(Point-per-instance localization data)
☆ ☆ ☆
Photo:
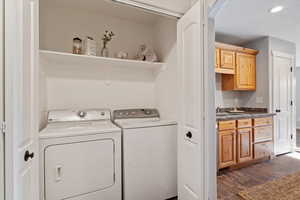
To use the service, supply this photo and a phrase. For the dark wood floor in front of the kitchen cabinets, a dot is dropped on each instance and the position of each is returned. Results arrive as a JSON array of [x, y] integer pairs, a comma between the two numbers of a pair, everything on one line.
[[230, 183]]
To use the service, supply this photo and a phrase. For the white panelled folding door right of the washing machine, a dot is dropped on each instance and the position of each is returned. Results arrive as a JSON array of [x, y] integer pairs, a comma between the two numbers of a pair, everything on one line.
[[191, 123]]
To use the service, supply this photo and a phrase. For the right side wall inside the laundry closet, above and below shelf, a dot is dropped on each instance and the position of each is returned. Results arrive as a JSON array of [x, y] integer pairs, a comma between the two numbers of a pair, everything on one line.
[[166, 82]]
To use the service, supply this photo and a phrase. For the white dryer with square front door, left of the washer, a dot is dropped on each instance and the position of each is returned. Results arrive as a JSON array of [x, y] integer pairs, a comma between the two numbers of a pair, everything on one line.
[[80, 156]]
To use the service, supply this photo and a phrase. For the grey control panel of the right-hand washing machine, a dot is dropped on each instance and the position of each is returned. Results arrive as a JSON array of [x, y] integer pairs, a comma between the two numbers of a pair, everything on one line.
[[136, 113]]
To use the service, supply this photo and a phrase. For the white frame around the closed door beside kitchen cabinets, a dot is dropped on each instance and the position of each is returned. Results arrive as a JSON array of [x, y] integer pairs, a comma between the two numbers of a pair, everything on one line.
[[272, 108]]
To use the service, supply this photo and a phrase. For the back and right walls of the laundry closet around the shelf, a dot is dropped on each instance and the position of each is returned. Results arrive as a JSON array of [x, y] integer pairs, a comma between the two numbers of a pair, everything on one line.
[[100, 86]]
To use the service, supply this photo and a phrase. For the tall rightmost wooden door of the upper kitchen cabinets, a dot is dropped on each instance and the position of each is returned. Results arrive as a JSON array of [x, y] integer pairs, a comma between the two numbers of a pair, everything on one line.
[[246, 71]]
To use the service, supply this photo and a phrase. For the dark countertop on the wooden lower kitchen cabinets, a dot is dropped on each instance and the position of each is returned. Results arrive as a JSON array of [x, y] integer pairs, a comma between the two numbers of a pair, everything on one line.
[[235, 116]]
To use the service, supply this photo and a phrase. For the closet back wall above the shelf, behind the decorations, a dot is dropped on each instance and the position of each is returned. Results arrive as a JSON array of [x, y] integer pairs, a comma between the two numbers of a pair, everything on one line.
[[74, 22]]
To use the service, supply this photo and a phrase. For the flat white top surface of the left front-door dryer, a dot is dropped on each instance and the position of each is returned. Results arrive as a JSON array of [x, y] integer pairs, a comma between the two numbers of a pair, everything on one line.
[[69, 129]]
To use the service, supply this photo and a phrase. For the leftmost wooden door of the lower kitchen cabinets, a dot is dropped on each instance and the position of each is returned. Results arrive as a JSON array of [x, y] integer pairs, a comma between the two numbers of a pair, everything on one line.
[[227, 148]]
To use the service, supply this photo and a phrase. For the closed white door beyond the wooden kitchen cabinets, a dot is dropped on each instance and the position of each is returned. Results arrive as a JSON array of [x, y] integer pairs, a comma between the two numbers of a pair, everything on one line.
[[282, 102]]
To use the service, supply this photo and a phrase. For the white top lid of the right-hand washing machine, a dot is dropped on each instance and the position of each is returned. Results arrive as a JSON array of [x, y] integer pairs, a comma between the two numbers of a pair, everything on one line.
[[143, 123]]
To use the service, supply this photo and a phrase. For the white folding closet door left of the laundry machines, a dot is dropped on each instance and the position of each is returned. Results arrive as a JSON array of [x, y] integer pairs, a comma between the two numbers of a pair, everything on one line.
[[21, 59]]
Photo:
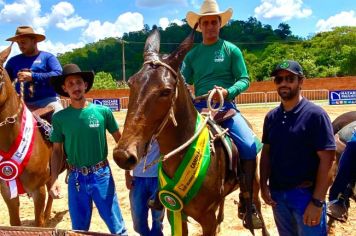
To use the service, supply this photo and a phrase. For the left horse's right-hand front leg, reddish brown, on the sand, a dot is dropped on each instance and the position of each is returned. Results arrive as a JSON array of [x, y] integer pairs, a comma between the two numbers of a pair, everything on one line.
[[39, 199]]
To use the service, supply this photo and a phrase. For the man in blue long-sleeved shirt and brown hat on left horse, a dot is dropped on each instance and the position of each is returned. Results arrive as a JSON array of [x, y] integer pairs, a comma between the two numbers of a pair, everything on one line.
[[34, 68]]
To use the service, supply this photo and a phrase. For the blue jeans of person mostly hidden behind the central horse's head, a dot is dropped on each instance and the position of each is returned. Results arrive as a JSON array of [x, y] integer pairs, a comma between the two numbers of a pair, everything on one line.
[[143, 189]]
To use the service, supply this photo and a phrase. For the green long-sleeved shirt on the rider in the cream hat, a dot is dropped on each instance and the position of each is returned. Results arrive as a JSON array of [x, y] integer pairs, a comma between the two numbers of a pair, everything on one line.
[[220, 64]]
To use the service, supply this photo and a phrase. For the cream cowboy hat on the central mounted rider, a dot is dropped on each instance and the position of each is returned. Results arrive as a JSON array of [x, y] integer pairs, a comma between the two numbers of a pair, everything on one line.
[[208, 8]]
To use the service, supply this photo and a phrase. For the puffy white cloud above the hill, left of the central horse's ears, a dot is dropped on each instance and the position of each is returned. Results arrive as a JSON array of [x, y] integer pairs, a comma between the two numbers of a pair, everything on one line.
[[127, 22]]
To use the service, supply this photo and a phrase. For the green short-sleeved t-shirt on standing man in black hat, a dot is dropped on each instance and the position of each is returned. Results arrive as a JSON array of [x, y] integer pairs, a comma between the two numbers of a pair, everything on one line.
[[83, 133]]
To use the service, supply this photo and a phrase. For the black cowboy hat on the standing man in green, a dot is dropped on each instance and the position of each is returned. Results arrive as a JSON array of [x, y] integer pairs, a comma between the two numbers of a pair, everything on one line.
[[71, 69]]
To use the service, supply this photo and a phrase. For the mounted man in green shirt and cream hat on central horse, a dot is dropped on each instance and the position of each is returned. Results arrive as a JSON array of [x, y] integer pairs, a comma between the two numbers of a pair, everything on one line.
[[216, 63]]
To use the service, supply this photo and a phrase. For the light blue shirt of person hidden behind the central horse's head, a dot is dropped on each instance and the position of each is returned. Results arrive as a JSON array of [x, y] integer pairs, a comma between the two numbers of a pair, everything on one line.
[[152, 155]]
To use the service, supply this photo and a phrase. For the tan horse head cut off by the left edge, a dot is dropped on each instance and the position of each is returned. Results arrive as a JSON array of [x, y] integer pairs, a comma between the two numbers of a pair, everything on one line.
[[6, 89]]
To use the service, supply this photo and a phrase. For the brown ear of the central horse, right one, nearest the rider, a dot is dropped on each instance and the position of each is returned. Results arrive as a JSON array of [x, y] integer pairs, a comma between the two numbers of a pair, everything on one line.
[[176, 57]]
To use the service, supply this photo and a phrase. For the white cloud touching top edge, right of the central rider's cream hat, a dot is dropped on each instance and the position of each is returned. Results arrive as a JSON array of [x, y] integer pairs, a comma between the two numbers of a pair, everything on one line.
[[283, 9]]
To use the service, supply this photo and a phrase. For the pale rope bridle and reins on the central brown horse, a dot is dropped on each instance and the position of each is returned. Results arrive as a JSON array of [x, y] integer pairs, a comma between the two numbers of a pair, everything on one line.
[[170, 115]]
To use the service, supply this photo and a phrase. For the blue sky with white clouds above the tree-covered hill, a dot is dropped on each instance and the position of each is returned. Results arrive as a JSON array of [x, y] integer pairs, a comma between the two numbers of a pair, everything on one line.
[[72, 24]]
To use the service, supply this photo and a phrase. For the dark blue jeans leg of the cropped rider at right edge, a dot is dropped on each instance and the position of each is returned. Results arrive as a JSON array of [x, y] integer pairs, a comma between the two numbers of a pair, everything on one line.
[[346, 171]]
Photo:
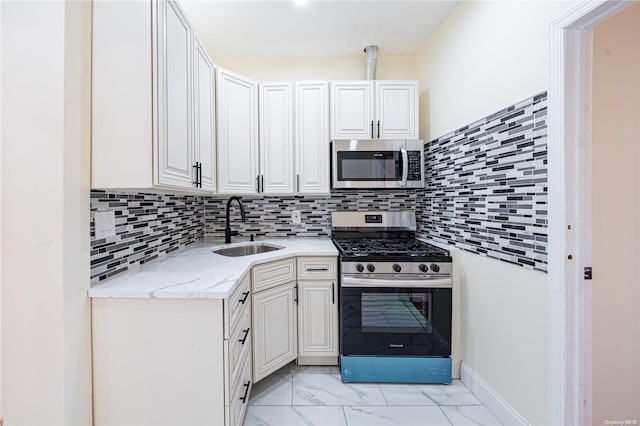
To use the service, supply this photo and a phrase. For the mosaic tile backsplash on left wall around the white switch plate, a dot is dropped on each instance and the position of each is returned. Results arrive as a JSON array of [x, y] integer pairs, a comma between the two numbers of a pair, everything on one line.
[[147, 226]]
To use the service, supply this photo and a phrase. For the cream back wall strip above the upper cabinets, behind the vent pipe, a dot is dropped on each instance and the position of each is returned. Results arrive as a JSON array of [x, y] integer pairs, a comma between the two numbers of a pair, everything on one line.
[[390, 67]]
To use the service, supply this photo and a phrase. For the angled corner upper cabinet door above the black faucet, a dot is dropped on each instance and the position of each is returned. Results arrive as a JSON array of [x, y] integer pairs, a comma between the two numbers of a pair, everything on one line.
[[237, 109]]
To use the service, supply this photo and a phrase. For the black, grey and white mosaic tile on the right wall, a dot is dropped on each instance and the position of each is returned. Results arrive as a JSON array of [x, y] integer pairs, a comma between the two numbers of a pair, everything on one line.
[[486, 186]]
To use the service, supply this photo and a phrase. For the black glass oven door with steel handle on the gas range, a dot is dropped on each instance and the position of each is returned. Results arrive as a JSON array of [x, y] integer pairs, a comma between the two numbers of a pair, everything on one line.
[[395, 317]]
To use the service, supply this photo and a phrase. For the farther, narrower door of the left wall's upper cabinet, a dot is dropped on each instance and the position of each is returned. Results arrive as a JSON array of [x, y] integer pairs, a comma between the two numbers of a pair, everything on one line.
[[204, 114]]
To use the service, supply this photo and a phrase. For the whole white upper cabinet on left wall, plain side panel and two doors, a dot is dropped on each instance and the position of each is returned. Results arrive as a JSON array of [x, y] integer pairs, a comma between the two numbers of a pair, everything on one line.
[[152, 99]]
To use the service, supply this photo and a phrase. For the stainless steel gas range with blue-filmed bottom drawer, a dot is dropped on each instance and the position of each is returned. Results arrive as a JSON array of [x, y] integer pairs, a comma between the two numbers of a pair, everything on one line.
[[395, 300]]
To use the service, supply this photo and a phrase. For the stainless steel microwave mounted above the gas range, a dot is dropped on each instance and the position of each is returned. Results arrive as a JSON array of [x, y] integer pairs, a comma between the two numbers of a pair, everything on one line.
[[378, 163]]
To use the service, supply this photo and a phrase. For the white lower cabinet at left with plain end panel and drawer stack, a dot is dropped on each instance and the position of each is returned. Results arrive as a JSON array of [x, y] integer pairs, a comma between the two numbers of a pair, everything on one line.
[[172, 362]]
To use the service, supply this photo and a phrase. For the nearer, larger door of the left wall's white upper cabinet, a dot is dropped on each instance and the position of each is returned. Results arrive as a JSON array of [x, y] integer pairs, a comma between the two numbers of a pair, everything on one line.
[[174, 103]]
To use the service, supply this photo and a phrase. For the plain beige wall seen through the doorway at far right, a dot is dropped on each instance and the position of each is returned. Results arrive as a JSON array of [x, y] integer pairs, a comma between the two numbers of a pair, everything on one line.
[[616, 218]]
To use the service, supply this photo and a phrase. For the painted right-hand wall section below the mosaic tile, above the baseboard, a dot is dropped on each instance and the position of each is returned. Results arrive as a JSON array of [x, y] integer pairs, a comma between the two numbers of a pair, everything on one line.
[[503, 329]]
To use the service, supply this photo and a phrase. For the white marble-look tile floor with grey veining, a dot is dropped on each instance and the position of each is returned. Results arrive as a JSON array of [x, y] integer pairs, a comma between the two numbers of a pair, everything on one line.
[[315, 396]]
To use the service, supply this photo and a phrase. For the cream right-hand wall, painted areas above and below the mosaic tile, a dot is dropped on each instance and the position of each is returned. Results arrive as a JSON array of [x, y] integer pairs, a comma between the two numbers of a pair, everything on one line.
[[487, 56]]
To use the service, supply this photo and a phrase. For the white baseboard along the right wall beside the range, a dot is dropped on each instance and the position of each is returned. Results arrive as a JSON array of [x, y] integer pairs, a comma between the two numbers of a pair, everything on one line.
[[490, 398]]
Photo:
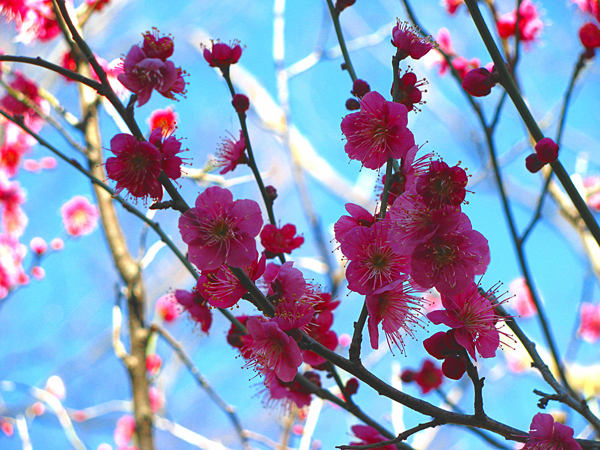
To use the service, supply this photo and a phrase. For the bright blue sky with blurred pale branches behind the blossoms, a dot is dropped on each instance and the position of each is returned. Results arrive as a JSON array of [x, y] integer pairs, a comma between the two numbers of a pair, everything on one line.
☆ ☆ ☆
### REQUIREMENT
Return nothing except the lines from the one containing "For the painted" through the final line of the data, copied exactly. Leave out all pictures.

### EXERCISE SOLUTION
To use the service, supply this photo and a phrase. For the painted right-hand wall section below the mosaic tile, above the baseboard, a dot is dropped on each instance and the position of each is returned. Results arrive as a JSON array of [x, y] integer pairs, a comma between the two numbers of a pair, everything on one line.
[[503, 329]]
To use the service, supply this photo and a phrase. For the white marble-look tile floor with grey veining, a dot is dropped on each instance and the position of each is returned. Results arrive as a JSON array of [x, y] integer pairs, a comma between the two numbers of a pair, everything on one line.
[[315, 396]]
To use the service, supply this photo and a phrase. For the cream right-hand wall, painted areas above and below the mosaic tile, a dot is dropped on each instance and the position of each is returned. Results arrive as a JSON array of [x, y] integer pairs, a comma between the two numbers of a pair, everything on one line.
[[487, 56]]
To use the service, supply this photo and a phrase. For the white baseboard along the right wall beside the range, a dot is dropped on each instance and the position of each is returned. Results arrive as a JSON array of [x, y] integer pairs, a comma between the two numbers of a pair, everything on one line.
[[490, 398]]
Photo:
To use the service, supply this photo and a phrase. For the bright blue sky with blurred pale branches behind the blossoms, a dot is dropped on each instance and the position of each is returned. Results arrive as a JSON array of [x, y] integer pairs, a comma between the two numbers of a pair, everything on one line.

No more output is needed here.